---------- Entries

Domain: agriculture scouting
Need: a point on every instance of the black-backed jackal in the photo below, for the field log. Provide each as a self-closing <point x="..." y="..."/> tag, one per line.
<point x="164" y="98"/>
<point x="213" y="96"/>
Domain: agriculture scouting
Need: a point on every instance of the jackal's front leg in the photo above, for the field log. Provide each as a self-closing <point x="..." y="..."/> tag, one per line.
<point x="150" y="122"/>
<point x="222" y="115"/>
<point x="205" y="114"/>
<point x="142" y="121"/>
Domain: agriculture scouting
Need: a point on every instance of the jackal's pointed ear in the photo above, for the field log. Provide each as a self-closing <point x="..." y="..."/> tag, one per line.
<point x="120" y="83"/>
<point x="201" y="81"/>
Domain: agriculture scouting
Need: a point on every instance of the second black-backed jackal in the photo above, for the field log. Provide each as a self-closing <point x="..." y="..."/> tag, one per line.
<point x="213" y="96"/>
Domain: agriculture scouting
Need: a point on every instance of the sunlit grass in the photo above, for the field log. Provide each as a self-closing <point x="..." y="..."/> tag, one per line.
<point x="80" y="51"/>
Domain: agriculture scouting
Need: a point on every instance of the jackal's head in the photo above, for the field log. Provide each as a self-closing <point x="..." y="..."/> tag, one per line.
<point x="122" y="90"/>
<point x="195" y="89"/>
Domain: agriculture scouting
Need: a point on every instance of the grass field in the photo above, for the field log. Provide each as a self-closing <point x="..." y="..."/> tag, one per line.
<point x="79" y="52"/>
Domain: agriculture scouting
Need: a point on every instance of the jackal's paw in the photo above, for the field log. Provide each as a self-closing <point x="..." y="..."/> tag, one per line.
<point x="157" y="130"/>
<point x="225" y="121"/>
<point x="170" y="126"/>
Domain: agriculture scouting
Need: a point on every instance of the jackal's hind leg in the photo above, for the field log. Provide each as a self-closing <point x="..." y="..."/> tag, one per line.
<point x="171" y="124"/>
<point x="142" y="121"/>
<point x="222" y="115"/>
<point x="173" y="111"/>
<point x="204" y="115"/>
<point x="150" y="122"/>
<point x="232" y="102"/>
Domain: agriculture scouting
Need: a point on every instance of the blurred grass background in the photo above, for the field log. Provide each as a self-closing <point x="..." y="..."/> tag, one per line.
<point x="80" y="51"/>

--------------------

The listing above must be transcribed exactly, line by line.

Domain: agriculture scouting
Need: a point on every instance of the black-backed jackal in the photo below, for the field log. Provide each as a self-closing <point x="..." y="..."/> tag, one per line.
<point x="164" y="98"/>
<point x="213" y="96"/>
Domain: agriculture scouting
Need: a point on every instance of the jackal's front leg in the photo above, for the field log. Provide each as a self-closing <point x="..." y="..."/> tag, one per line.
<point x="150" y="122"/>
<point x="222" y="115"/>
<point x="205" y="114"/>
<point x="142" y="121"/>
Domain: agriculture scouting
Need: a point on every instance of the jackal's pointed ear in the photo above, for the field log. Provide each as a self-closing <point x="..." y="..."/> tag, one per line.
<point x="120" y="83"/>
<point x="201" y="81"/>
Domain: agriculture scouting
Need: a point on every instance of the second black-backed jackal in the photo above, for the field log. Provide each as a self-closing <point x="..." y="..."/> tag, one per line.
<point x="213" y="96"/>
Domain: agriculture scouting
Need: a point on every instance of the sunlit grass in the photo above, for the field log. Provide each as a self-closing <point x="..." y="..."/> tag, one per line.
<point x="80" y="51"/>
Domain: agriculture scouting
Need: a point on every instance of the jackal's head in the photo above, for the field log. Provide each as a self-closing <point x="..." y="..."/> tag, one per line.
<point x="122" y="90"/>
<point x="195" y="89"/>
Domain: agriculture scouting
Need: a point on every instance of the grass field in the photo above, for the field log. Provide each as a self-closing <point x="..." y="..."/> tag, one per line.
<point x="79" y="52"/>
Domain: agriculture scouting
Need: a point on every instance of the jackal's paw in the photo above, for the field log. Provide each as a self-closing <point x="..." y="..."/> tag, one per line.
<point x="157" y="130"/>
<point x="225" y="121"/>
<point x="170" y="126"/>
Domain: agriculture scouting
Need: a point on every instance of the jackal's hind leg in the photo above, for the field log. Provide each as a self-closing <point x="..." y="..."/> tag, one per line.
<point x="171" y="124"/>
<point x="142" y="121"/>
<point x="222" y="115"/>
<point x="173" y="111"/>
<point x="204" y="115"/>
<point x="150" y="122"/>
<point x="232" y="102"/>
Domain: agriculture scouting
Need: a point on every instance of the blurred grass background in the photo above, for the field log. Provide each as a self-closing <point x="..." y="..."/> tag, one per line.
<point x="80" y="51"/>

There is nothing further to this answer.